- What is expected: In this exercise, the data must be written out exactly.
+++
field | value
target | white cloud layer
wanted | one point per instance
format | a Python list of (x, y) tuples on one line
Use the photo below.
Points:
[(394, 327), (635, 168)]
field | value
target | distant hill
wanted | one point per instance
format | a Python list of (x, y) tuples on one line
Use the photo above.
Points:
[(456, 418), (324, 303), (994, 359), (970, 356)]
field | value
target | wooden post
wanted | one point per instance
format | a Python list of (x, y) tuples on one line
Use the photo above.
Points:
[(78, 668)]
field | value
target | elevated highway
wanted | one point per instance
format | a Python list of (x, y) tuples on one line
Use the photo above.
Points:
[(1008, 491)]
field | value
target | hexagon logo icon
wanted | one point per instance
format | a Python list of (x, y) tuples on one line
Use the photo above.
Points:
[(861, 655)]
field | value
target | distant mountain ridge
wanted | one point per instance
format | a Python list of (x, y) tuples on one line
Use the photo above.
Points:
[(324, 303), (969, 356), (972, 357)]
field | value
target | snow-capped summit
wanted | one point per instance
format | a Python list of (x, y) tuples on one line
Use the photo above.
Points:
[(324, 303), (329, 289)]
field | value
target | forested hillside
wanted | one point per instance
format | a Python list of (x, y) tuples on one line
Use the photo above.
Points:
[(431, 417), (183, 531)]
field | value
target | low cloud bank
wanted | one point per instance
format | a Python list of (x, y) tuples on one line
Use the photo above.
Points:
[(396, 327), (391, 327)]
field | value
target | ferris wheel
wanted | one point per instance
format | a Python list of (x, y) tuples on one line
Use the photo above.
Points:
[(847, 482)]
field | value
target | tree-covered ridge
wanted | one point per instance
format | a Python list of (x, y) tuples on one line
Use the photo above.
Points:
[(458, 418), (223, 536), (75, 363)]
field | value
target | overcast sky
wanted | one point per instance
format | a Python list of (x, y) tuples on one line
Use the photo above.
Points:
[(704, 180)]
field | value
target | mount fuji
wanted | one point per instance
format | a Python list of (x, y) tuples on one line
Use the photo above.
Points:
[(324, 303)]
+++
- Result for this task:
field | value
target | white cloud layer
wanted | one point per instance
format | a Python list of (x, y) tuples on one line
Use the photo below.
Points:
[(394, 327), (635, 168)]
field | value
target | distant hill
wanted | one point per instance
format | a Python list of (x, y) tuples on one line
Use the photo above.
Points:
[(456, 418), (324, 303), (994, 359), (970, 356)]
field | value
target | wooden post
wanted | one point per instance
format | a Python list of (x, y) tuples on one line
Use the photo above.
Points:
[(78, 668)]
field | value
target | elevated highway
wanted | one point per instance
format | a Python list of (x, y) tuples on one line
Use the photo above.
Points:
[(1008, 491)]
field | value
target | hexagon logo icon
wanted | one point per instance
format | a Python list of (x, y) tuples on one line
Use the photo above.
Points:
[(861, 655)]
field | value
target | distant mountain ridge
wanted | one point per instance
format | a Python list of (x, y) tuples on one line
Use the photo above.
Points:
[(324, 303), (969, 356), (972, 357)]
field | value
target | snow-capped summit
wanted | one point per instance
format | a Python list of (x, y) tuples on one line
Use the photo above.
Points:
[(324, 303), (329, 289)]
field | value
target | forested hillside
wanted | one point per instance
format | a Python list of (x, y) tuples on one line
Use the photo above.
Points:
[(431, 417), (183, 531)]
field | value
target | low cloud bank
wanted | one point per instance
format | a Python list of (x, y) tuples on one line
Use the photo above.
Points:
[(396, 327), (391, 327)]
field | value
target | ferris wheel
wanted | one point per instance
format | a Python list of (x, y) tuples on one line
Use the photo above.
Points:
[(847, 482)]
field | value
target | tree-covered ridge
wanted | one point per instance
format | a Python list of (x, y) tuples on one line
Use the photo above.
Points:
[(458, 418), (223, 536), (75, 363)]
field | value
target | overcast sky
wanted | one point per instance
format | a Python list of (x, y) tuples on one line
Use the photo above.
Points:
[(704, 180)]
field | value
target | mount fuji
wanted | one point per instance
format | a Python list of (x, y) tuples on one line
Use the photo above.
Points:
[(324, 303)]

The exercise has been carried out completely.